* _CONSIGNE_
Selon le texte sur Renan, pourquoi Renan a-t-il rompu avec l'Église et abandonné la carrière ecclésiastique ? Répondez en une à trois phrases.

* _TEXTE FOURNI_
▬▬▬

RENAN ERNEST (1823-1892)
De L'Avenir de la science à l'Examen de conscience philosophique (1889), pendant quarante ans, bien qu'il eût paru se livrer avec volupté au jeu des antinomies, Renan est resté fidèle à ses options initiales. Qu'il traite d'histoire, de morale ou de philosophie, de critique littéraire ou religieuse, qu'il médite sur la politique ou sur la réforme de l'enseignement, qu'il adopte la forme d'essai, de lettre, de dialogue, de drame, ce sont toujours les mêmes traits qu'il révèle : négation du surnaturel ; confiance en la Nature dont les lois n'ont jamais subi d'infraction ; affirmation de la primauté de l'esprit et du progrès de la raison, continu, malgré de passagers échecs ; foi en l'homme. Aussi n'est-il pas excessif de dire que l'œuvre de Renan résume à elle seule, par ses défauts comme par ses qualités, le xixe siècle français.
Une carrière exemplaire
Après avoir marqué profondément son temps, Renan vit surtout aujourd'hui par les Souvenirs d'enfance et de jeunesse (1884) qui retracent son itinéraire intellectuel depuis sa naissance à Tréguier, sa formation à Saint-Nicolas-du-Chardonnet (1838-1841) et au grand séminaire (1841-1845) jusqu'à sa sortie de Saint-Sulpice. Il se croyait la vocation religieuse : ses études le convainquirent de la fragilité des bases du christianisme et il rompit avec l'Église, « dignement et gravement ». Il n'a pas vécu une crise métaphysique comme Jouffroy, ni une révolte politique comme Lamennais : il a renoncé par probité d'esprit à une carrière ecclésiastique qui s'annonçait facile et brillante. Enclin par tempérament au respect des corps constitués, il substitua naturellement au prestige de l'Église celui du savoir officiel représenté pour lui par le Collège de France et l'Institut ; dès sa sortie du séminaire, il songe à une chaire au Collège de France ; en même temps qu'il conquiert ses grades universitaires, il est couronné deux fois (1846 et 1848) par l'Académie des inscriptions pour des mémoires érudits. Il restera toujours fidèle à son programme juvénile de 1848 qu'il réalisera grâce à l'appui de sa sœur Henriette : « Poursuivre à tout prix mon développement intellectuel. Je ne vis que par là : sentir et penser. »

▬▬▬

* _DONNÉES FOURNIES_
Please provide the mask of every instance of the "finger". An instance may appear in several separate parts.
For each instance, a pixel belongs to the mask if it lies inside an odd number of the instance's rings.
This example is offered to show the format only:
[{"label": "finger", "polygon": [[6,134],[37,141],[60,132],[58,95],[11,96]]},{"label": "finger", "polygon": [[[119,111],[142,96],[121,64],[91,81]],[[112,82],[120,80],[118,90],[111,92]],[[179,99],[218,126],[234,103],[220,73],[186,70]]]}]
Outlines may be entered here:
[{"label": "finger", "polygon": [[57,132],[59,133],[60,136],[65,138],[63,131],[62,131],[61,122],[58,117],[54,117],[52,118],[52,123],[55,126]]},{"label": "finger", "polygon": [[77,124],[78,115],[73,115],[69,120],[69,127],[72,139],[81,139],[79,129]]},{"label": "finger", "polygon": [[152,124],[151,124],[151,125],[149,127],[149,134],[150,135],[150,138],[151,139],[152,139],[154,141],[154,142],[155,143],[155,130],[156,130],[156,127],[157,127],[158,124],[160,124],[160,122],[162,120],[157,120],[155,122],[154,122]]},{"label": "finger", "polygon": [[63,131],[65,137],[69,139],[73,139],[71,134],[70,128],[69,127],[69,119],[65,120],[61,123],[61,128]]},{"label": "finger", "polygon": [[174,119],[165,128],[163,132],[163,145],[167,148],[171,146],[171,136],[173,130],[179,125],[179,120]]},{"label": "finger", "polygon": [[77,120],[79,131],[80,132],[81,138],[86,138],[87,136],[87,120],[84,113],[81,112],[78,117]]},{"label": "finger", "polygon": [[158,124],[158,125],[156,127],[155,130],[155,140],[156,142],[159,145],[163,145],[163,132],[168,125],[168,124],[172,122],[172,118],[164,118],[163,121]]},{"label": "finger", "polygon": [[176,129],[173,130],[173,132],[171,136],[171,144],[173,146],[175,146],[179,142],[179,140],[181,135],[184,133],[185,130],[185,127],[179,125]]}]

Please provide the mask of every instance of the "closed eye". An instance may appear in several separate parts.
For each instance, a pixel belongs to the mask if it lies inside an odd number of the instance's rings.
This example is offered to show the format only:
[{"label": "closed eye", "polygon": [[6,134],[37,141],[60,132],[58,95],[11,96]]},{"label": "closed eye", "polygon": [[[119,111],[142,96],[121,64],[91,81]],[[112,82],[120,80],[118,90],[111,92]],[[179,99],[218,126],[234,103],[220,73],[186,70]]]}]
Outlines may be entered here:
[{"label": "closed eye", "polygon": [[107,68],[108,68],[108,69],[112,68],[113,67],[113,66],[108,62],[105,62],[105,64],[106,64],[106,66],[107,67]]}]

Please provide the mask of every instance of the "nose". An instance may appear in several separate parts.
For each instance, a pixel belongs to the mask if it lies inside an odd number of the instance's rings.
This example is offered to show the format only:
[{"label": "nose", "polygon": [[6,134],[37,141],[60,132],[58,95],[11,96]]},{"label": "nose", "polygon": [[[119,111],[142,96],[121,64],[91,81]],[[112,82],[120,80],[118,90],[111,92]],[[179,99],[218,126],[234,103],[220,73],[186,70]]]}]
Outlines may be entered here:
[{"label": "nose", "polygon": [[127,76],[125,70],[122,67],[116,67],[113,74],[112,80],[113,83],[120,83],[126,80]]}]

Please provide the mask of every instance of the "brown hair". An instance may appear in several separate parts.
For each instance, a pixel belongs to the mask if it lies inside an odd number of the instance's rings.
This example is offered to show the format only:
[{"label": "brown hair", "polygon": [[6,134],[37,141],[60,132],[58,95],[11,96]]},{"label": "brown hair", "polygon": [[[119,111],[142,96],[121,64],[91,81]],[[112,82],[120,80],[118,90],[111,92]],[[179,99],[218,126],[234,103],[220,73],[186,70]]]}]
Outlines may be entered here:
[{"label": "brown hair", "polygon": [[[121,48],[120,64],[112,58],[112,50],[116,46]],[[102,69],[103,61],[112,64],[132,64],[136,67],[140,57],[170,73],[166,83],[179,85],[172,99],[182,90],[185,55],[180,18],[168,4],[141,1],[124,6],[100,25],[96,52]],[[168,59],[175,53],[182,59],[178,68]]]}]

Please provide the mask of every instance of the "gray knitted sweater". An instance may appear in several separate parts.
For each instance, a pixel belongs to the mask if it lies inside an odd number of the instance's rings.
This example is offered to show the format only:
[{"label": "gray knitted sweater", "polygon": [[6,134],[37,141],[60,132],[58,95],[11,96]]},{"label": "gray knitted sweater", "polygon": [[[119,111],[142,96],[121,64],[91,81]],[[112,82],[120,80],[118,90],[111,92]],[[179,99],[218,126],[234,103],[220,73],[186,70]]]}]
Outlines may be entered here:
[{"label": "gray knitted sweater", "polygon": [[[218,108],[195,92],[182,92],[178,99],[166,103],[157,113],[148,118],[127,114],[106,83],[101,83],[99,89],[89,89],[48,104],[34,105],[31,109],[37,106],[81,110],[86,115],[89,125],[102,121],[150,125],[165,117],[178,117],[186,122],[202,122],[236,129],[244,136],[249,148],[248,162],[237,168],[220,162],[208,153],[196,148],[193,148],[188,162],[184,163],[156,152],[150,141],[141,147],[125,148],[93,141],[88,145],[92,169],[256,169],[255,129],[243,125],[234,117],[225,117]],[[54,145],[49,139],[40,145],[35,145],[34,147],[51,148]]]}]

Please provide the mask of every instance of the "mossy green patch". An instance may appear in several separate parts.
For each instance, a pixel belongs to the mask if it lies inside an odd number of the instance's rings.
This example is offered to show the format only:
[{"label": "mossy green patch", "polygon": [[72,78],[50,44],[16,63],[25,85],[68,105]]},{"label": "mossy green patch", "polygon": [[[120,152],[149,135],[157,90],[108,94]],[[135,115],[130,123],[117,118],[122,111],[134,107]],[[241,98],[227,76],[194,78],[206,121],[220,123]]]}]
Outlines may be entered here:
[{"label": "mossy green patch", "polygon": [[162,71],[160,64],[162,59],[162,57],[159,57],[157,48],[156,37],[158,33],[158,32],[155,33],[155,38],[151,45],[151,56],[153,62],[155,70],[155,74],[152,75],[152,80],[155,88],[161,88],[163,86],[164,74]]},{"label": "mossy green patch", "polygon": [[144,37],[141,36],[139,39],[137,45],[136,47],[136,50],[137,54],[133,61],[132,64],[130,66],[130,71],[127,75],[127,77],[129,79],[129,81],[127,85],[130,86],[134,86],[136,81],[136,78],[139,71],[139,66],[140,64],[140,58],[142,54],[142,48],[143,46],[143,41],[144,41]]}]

▬▬▬

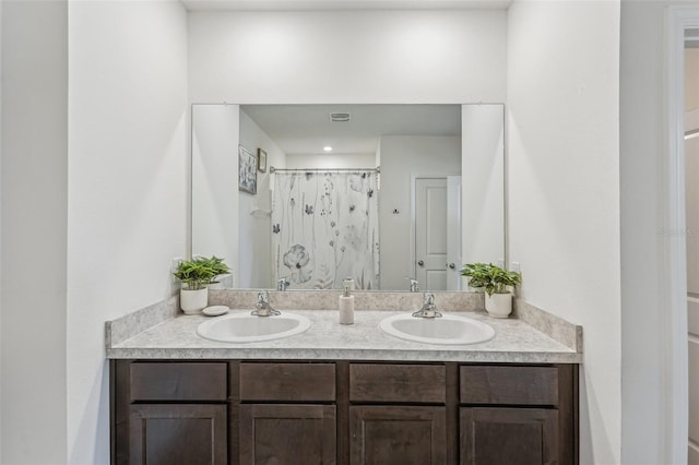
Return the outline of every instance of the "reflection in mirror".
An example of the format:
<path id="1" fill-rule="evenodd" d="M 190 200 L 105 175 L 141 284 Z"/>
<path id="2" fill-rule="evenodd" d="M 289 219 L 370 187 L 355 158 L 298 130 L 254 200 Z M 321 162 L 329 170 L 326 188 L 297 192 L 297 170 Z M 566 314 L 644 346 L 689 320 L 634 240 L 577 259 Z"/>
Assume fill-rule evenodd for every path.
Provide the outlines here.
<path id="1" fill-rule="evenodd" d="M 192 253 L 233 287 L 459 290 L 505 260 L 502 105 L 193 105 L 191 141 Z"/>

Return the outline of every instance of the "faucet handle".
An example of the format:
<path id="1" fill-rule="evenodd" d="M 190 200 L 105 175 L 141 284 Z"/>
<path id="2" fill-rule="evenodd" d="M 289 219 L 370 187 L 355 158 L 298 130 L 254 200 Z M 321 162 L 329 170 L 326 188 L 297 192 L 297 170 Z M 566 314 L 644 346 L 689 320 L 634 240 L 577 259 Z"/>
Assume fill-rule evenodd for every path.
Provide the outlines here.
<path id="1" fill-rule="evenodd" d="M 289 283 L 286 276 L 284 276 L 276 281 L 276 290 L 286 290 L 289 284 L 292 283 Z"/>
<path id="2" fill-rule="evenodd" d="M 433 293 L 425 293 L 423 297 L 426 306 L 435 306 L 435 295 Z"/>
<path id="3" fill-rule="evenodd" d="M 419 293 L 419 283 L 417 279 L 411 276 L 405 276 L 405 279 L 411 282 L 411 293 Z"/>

▬▬▬

* _RÉPONSE CI-DESSOUS_
Ses études l'ont convaincu de la fragilité des bases du christianisme. Il a donc renoncé, par probité d'esprit, à une carrière ecclésiastique qui s'annonçait facile et brillante. Il ne l'a fait ni à la suite d'une crise métaphysique ni par révolte politique.